Consigne écrite a:
Reproduisez fidèlement le passage de l'article sur le Grexit, en commençant par "Par Romaric Godin" et en poursuivant jusqu'à "de l’été dernier.".

Texte source:
- - -

Par Romaric Godin
Le vice-président de la BCE a reconnu que la menace de Grexit n’avait «jamais été lancée pour de vrai». Un aveu étonnant qui jette une nouvelle lumière sur les événements de l’été dernier.
C’est un aveu qui passera sans doute inaperçu, mais qui lève un voile sur la réalité brute de la stratégie des créanciers de la Grèce en juillet dernier. Dans un entretien accordé à Reuters [1] ce 16 septembre, le vice-président de la BCE, Vitor Constâncio, affirme, sans sourciller, que la menace d’expulsion de la Grèce de la zone euro, le fameux «Grexit», «n’a jamais été lancée pour de vrai parce que ce ne serait pas légal». Et le Portugais de regretter que, du coup, il est désormais nécessaire de «supprimer les doutes qui demeurent sur la viabilité du bloc monétaire».
La menace de Benoît Cœuré
Tout ceci n’était donc qu’une farce? Rien de vrai? Pourtant, la menace de Grexit a bel et bien été agitée, non seulement par Wolfgang Schäuble, mais aussi par la BCE. Mardi 30 juin, par exemple, trois jours après l’annonce par Alexis Tsipras de l’organisation d’un référendum [le 5 juillet] sur les propositions des créanciers, Benoît Cœuré, membre du directoire de la BCE, affirmait dans un entretien accordé au quotidien Les Echos que «la sortie de la Grèce de la zone euro, qui était un objet théorique, ne peut malheureusement plus être exclue». Et il allait encore plus loin, en se projetant dans l’hypothèse d’un Grexit: «Ce serait un défi pour l’Europe qu’elle devrait relever au plus vite, en renforçant sérieusement son cadre institutionnel.» Avec ces mots très forts, le Français laissait entendre que la BCE était préparée à faire face à cette option. Ces déclarations étaient lourdes de conséquences, car seule la BCE pouvait, en privant la Grèce de liquidités, contraindre Athènes à sortir de l’Union monétaire.

- - -

(Entrées d'annotation de points sur image)
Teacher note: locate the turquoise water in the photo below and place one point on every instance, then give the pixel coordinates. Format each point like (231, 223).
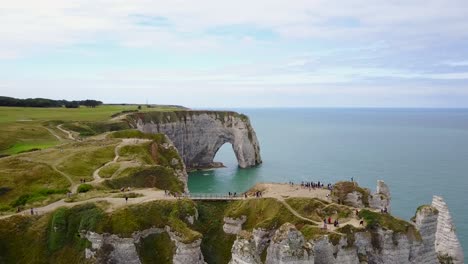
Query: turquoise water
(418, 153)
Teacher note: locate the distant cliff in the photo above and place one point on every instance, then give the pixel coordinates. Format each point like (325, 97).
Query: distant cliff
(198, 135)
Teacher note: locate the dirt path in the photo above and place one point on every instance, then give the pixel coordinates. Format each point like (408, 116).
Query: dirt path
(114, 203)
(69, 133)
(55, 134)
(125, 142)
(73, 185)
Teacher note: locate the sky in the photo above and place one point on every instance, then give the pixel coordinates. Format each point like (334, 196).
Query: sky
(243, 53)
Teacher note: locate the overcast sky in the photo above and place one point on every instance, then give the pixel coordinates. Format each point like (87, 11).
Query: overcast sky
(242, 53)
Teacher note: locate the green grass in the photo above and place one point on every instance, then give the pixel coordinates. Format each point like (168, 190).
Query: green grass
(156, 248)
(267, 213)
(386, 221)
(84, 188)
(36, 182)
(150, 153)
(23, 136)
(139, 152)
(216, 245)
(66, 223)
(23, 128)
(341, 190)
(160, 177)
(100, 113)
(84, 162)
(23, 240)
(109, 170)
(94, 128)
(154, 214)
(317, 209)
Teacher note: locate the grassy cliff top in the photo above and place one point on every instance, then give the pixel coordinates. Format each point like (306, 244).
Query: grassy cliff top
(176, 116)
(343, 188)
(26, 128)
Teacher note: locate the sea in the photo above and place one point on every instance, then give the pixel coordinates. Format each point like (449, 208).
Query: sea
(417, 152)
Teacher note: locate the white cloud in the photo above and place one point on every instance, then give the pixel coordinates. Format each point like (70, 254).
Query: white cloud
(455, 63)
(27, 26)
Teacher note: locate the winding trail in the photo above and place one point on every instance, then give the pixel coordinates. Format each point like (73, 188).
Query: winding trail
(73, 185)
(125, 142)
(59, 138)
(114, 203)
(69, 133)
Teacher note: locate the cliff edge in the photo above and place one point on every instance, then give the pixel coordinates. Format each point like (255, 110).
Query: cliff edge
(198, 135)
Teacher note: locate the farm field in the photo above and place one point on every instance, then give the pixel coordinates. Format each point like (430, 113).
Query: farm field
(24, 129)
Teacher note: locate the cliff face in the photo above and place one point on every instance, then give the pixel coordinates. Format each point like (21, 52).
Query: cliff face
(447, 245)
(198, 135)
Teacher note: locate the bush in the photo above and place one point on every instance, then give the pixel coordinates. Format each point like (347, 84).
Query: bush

- - -

Consigne écrite b:
Indiquez le nombre de lignes des entrées qui contiennent la chaîne "winding", en respectant la casse. Donnez seulement ce nombre.

Réponse attendue a:
Par Romaric Godin
Le vice-président de la BCE a reconnu que la menace de Grexit n’avait «jamais été lancée pour de vrai». Un aveu étonnant qui jette une nouvelle lumière sur les événements de l’été dernier.

Réponse attendue b:
2